EXERCISE TASK ->
Work out how many lines in the rows below contain the string "simplified", treating uppercase and lowercase as different. Give only the number.

RECORDS TO USE ->
* * *
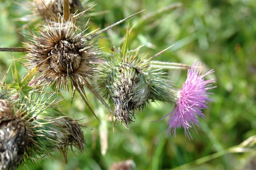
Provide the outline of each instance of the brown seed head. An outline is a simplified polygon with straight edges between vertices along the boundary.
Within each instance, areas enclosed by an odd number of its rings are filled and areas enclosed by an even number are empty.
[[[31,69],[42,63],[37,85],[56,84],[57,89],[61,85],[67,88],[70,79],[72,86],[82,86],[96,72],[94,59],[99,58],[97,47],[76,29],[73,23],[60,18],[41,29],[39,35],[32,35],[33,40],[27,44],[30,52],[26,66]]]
* * *
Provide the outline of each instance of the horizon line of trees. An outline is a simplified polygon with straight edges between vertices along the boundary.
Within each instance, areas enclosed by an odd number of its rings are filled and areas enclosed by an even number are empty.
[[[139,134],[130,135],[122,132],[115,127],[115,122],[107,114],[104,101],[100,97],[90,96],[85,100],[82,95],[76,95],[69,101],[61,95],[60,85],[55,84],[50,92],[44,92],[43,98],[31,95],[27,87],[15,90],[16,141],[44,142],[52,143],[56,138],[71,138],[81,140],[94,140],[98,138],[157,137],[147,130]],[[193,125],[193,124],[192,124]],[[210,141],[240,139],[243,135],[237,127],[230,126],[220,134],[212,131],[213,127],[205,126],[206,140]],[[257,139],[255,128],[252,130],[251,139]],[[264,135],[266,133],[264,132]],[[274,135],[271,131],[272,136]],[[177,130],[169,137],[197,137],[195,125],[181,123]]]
* * *
RESPONSE TO THE TASK ->
2